== AVAILABLE RECORDS ==

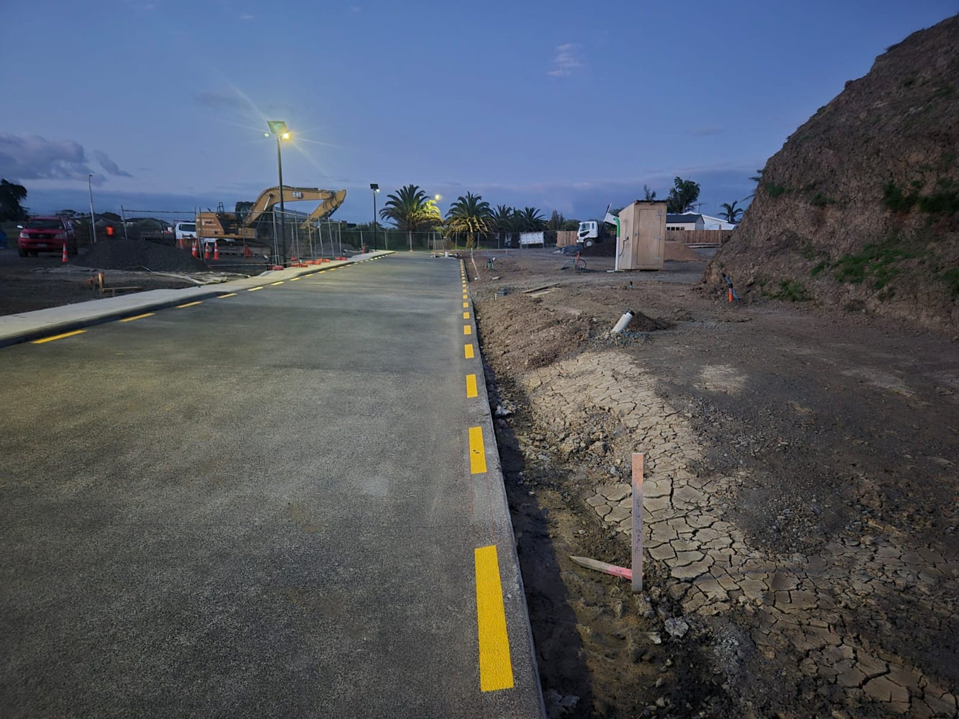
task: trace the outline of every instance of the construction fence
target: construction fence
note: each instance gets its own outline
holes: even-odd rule
[[[197,215],[205,208],[180,210],[136,209],[121,206],[119,217],[111,213],[97,213],[96,234],[91,236],[89,215],[74,219],[78,243],[89,244],[98,240],[117,238],[146,241],[189,249],[192,239],[177,238],[177,223],[196,225]],[[347,253],[373,250],[393,251],[458,251],[464,249],[504,249],[519,247],[520,233],[492,232],[470,234],[444,233],[439,230],[408,232],[381,225],[351,224],[333,219],[311,220],[307,213],[274,208],[260,216],[255,232],[247,230],[249,238],[218,243],[221,254],[252,253],[279,264],[293,259],[311,260],[340,257]],[[199,233],[198,233],[199,234]],[[544,233],[546,244],[556,244],[557,234]],[[575,233],[572,233],[575,234]],[[255,239],[252,239],[255,237]],[[564,240],[566,238],[564,237]]]

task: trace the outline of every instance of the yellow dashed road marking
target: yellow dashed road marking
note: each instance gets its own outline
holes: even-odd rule
[[[474,550],[477,576],[477,634],[480,639],[480,690],[513,686],[506,610],[503,603],[500,561],[496,545]]]
[[[136,314],[136,315],[134,315],[132,317],[124,317],[120,321],[121,322],[132,322],[134,319],[143,319],[144,317],[152,317],[154,314],[156,314],[156,313],[146,313],[145,314]]]
[[[470,428],[470,474],[481,475],[486,471],[486,450],[482,444],[482,428]]]
[[[74,330],[73,332],[64,332],[62,335],[54,335],[51,337],[43,337],[42,339],[35,339],[31,344],[43,344],[44,342],[52,342],[55,339],[62,339],[63,337],[72,337],[74,335],[82,335],[86,330]]]

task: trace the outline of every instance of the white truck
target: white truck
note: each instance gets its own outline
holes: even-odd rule
[[[603,218],[602,222],[596,220],[587,220],[579,223],[579,229],[576,231],[576,241],[584,247],[592,247],[596,243],[602,242],[603,225],[606,224],[612,224],[616,227],[616,235],[617,237],[620,236],[620,218],[609,211],[610,207],[612,205],[606,205],[606,216]]]

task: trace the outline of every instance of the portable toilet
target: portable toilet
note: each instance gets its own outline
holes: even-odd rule
[[[620,211],[617,269],[662,269],[666,254],[666,200],[638,199]]]

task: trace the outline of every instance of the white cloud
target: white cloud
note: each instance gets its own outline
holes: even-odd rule
[[[206,90],[194,95],[194,102],[213,109],[248,110],[250,104],[240,93],[234,91]]]
[[[573,74],[577,67],[582,67],[576,54],[579,45],[575,42],[567,42],[556,46],[556,54],[552,58],[552,69],[547,73],[550,78],[565,78]]]
[[[129,177],[105,152],[95,150],[93,158],[109,174]],[[39,135],[0,135],[0,175],[8,179],[79,179],[95,174],[83,146],[73,140],[47,140]],[[101,181],[96,174],[94,181]]]
[[[100,163],[100,167],[106,171],[107,174],[112,174],[115,177],[132,177],[133,175],[128,173],[126,170],[121,170],[120,166],[117,165],[113,160],[106,156],[106,152],[102,150],[94,150],[90,154],[93,155],[94,159]]]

===

**PROBLEM TO WORK ON:** Reproduce the entire listing above verbatim, omitting the pictures.

**RESULT BELOW:**
task: trace the outline of every instance of the construction fence
target: construction fence
note: each instance gets its own outline
holes: even-odd rule
[[[197,215],[205,208],[180,210],[136,209],[121,206],[119,217],[111,213],[97,213],[96,234],[91,236],[89,215],[74,219],[78,243],[89,244],[98,240],[117,238],[146,241],[189,249],[192,239],[177,238],[177,223],[196,225]],[[347,253],[373,250],[393,251],[458,251],[464,249],[504,249],[519,247],[520,233],[492,232],[470,234],[444,233],[439,230],[408,232],[381,225],[351,224],[333,219],[311,220],[307,213],[274,208],[260,216],[255,232],[247,230],[249,238],[218,243],[221,254],[252,253],[279,264],[293,259],[311,260],[340,257]],[[199,233],[198,233],[199,234]],[[544,233],[546,244],[556,244],[557,234]],[[575,233],[572,233],[575,234]],[[255,239],[252,239],[255,237]],[[564,240],[566,238],[564,237]]]

task: trace the outline of every instance of the yellow dashed road marking
target: yellow dashed road marking
note: each instance gets its own outline
holes: even-odd rule
[[[474,550],[477,576],[477,634],[480,639],[480,690],[513,686],[506,610],[503,603],[500,561],[496,545]]]
[[[136,314],[136,315],[134,315],[132,317],[124,317],[120,321],[121,322],[132,322],[134,319],[143,319],[144,317],[152,317],[154,314],[156,314],[156,313],[146,313],[145,314]]]
[[[470,428],[470,474],[481,475],[486,471],[486,450],[482,444],[482,428]]]
[[[74,330],[73,332],[64,332],[62,335],[54,335],[51,337],[43,337],[42,339],[35,339],[31,344],[43,344],[44,342],[52,342],[55,339],[62,339],[63,337],[72,337],[74,335],[82,335],[86,330]]]

task: trace the outline of every instance of the white truck
target: white truck
note: each instance gets its own outline
holes: even-odd rule
[[[603,218],[602,222],[596,220],[587,220],[579,223],[579,229],[576,231],[576,241],[584,247],[592,247],[596,243],[602,242],[603,225],[606,224],[612,224],[616,227],[616,235],[617,237],[620,236],[620,218],[609,211],[610,207],[612,205],[606,205],[606,216]]]

task: trace the outline of every instance of the portable toilet
target: portable toilet
note: each instance gets its own outline
holes: even-odd rule
[[[620,211],[617,269],[662,269],[666,254],[666,200],[638,199]]]

task: trace the outline of every instance of the white cloud
target: white cloud
note: each instance gets its own outline
holes: even-odd rule
[[[206,90],[194,95],[194,102],[213,109],[248,110],[250,104],[240,93],[234,91]]]
[[[573,74],[577,67],[582,67],[576,54],[579,45],[575,42],[567,42],[556,46],[556,54],[552,58],[552,69],[547,73],[550,78],[565,78]]]
[[[129,177],[105,152],[95,150],[93,158],[109,174]],[[39,135],[0,135],[0,175],[8,179],[79,179],[95,174],[83,146],[73,140],[47,140]],[[101,181],[96,174],[94,181]]]
[[[100,163],[100,167],[106,171],[107,174],[112,174],[115,177],[132,177],[133,175],[128,173],[126,170],[121,170],[120,166],[117,165],[113,160],[106,156],[106,152],[102,150],[94,150],[90,154],[93,155],[94,159]]]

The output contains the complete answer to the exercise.